## [Activity]
Among the entries that follow, some lines contain the word "tree". Show all of them.
::: Dataset
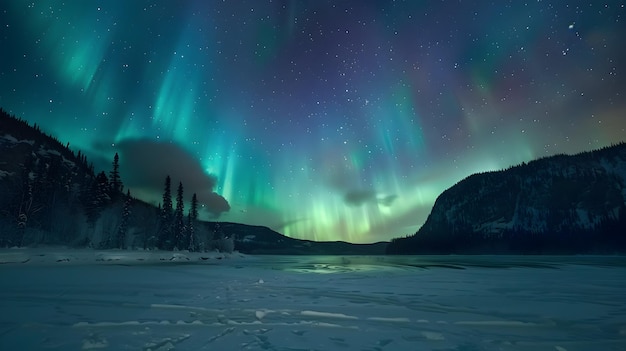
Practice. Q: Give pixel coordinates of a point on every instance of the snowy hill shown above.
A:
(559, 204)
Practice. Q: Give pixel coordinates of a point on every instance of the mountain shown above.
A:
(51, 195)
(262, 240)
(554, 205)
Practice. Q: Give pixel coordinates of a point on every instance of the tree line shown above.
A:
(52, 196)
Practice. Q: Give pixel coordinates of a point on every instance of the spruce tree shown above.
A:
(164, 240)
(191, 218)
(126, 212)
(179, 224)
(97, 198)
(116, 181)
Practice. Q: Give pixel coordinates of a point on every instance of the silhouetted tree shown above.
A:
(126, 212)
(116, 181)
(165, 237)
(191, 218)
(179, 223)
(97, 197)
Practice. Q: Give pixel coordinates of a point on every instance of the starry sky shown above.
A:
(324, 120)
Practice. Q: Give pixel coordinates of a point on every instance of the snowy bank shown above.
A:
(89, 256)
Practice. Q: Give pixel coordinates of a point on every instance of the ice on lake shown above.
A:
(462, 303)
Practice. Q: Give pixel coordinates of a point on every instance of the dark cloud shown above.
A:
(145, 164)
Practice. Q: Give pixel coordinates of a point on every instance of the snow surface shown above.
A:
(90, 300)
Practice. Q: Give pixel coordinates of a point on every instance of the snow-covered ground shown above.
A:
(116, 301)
::::::
## [Result of the exercise]
Practice. Q: Give pixel coordinates of a point on every instance of the tree line shown above.
Practice. Q: Give pixel coordinates of a point on every instance of the spruce tree shown above.
Practice. Q: Give pixel coordinates of a point on every instance of the silhouetted tree shown above.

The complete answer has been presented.